Exercise task >>
Pick out every line in the entries below that contains the word "parrot", and copy each one.

— begin —

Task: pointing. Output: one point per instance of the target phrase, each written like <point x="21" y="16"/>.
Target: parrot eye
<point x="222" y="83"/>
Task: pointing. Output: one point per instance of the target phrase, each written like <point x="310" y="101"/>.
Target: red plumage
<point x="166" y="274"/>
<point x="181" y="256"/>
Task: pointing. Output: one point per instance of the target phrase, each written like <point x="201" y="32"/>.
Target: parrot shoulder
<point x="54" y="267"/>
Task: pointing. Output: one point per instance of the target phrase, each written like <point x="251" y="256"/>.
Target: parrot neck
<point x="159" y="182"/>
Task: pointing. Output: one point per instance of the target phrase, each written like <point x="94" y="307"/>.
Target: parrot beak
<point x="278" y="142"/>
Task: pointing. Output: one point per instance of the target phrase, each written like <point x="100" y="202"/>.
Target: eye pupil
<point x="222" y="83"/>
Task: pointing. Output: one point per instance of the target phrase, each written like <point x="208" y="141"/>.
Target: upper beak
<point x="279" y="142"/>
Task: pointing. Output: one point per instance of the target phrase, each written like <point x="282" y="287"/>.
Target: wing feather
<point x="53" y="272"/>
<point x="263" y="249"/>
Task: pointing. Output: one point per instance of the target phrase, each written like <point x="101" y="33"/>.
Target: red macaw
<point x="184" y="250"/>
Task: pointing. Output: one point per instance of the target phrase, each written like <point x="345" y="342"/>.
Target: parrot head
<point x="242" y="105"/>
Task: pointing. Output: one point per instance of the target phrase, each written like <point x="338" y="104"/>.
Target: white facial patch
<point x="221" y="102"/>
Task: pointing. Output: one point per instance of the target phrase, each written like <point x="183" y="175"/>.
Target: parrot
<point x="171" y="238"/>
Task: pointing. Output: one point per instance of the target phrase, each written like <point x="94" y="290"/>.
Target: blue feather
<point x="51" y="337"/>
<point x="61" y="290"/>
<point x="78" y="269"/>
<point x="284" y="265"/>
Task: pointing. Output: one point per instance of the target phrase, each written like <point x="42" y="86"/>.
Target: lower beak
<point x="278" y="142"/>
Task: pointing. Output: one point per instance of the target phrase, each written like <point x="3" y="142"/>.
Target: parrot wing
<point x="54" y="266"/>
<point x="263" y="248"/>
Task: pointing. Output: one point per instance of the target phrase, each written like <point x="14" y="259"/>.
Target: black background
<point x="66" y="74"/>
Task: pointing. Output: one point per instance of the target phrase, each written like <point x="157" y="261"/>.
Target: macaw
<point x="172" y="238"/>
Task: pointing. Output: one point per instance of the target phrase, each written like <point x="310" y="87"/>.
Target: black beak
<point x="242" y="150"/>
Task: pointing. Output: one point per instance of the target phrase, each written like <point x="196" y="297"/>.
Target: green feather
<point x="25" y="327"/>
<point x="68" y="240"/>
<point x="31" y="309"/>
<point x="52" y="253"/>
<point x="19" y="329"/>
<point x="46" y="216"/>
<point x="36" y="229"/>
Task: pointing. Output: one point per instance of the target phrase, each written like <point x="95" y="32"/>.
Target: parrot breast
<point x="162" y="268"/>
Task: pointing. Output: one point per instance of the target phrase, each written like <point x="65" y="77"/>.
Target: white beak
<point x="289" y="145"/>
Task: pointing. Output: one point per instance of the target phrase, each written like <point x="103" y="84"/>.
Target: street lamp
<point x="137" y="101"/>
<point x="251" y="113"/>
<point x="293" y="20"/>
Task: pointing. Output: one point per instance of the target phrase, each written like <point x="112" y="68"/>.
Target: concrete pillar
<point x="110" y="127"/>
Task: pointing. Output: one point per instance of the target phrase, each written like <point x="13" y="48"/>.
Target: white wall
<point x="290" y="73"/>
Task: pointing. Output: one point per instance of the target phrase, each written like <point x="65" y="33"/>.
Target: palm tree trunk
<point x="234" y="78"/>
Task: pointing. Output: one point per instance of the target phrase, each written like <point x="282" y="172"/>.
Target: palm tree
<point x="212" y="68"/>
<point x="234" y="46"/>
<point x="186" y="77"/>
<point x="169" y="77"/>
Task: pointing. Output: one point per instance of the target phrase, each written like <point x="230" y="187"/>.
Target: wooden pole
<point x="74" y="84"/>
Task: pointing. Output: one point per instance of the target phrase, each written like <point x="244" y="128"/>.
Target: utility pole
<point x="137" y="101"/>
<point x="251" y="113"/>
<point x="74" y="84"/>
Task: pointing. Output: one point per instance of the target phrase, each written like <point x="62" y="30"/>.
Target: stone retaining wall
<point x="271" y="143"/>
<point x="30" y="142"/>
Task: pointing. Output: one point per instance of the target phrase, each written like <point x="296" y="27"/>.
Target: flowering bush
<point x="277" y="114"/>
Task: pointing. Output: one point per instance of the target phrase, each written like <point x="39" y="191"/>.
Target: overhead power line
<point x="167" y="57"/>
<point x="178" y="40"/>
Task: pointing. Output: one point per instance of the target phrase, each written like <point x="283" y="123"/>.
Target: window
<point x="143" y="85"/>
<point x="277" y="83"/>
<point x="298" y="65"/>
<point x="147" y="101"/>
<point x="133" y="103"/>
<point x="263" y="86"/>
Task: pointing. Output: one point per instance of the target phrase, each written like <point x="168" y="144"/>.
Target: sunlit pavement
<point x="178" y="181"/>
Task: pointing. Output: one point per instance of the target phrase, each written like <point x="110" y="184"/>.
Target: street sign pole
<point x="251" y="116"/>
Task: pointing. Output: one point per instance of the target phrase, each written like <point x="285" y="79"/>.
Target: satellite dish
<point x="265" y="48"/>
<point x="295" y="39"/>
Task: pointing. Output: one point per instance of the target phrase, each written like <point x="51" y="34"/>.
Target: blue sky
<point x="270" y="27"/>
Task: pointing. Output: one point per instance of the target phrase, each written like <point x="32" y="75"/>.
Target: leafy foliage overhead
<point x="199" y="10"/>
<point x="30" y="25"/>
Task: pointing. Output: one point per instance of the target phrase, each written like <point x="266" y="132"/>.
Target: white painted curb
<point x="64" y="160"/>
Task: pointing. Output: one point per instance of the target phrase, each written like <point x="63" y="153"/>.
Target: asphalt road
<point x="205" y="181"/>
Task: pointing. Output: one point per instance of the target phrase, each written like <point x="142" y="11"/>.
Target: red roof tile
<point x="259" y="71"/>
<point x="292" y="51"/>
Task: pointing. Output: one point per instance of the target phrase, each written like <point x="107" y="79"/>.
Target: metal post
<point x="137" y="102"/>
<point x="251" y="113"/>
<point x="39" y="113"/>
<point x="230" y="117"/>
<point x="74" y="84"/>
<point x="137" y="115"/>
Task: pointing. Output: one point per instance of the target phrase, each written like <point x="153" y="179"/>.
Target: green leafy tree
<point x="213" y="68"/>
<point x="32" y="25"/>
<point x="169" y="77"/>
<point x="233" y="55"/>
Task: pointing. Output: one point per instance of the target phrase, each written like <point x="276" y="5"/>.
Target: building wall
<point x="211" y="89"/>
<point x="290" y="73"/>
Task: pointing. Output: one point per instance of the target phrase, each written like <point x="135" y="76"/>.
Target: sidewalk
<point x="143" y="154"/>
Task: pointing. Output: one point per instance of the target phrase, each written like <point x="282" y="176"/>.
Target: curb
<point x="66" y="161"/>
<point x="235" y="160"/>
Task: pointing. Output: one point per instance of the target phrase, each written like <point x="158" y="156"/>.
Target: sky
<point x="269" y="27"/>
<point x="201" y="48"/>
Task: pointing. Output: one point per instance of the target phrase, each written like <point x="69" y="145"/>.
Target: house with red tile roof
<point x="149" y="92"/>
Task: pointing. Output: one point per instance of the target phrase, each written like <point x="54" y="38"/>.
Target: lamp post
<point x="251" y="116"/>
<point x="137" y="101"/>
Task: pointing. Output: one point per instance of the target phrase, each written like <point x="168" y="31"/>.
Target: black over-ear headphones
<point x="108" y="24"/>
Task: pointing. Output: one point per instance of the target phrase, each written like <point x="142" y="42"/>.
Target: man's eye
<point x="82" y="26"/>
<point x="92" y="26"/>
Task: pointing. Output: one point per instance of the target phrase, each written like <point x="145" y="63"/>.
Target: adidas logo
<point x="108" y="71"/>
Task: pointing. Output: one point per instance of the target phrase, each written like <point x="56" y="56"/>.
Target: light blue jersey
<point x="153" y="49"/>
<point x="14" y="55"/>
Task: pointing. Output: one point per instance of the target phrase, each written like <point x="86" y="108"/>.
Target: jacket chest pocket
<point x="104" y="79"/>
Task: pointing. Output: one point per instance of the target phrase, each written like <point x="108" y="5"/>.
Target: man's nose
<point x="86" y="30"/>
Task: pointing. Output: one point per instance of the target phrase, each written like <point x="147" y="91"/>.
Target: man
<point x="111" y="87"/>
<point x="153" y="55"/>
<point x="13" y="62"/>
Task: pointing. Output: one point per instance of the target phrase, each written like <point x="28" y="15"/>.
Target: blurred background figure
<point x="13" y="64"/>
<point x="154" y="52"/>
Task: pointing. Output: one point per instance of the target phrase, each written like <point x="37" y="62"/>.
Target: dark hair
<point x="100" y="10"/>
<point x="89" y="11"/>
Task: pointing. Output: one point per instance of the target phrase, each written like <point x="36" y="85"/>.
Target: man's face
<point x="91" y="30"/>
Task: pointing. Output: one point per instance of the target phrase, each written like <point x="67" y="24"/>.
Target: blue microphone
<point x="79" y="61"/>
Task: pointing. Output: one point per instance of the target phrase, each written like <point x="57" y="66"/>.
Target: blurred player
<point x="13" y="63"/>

— end —

Correct output >>
Target: parrot eye
Target: parrot shoulder
Target: parrot neck
Target: parrot beak
Target: parrot head
Target: parrot
Target: parrot wing
Target: parrot breast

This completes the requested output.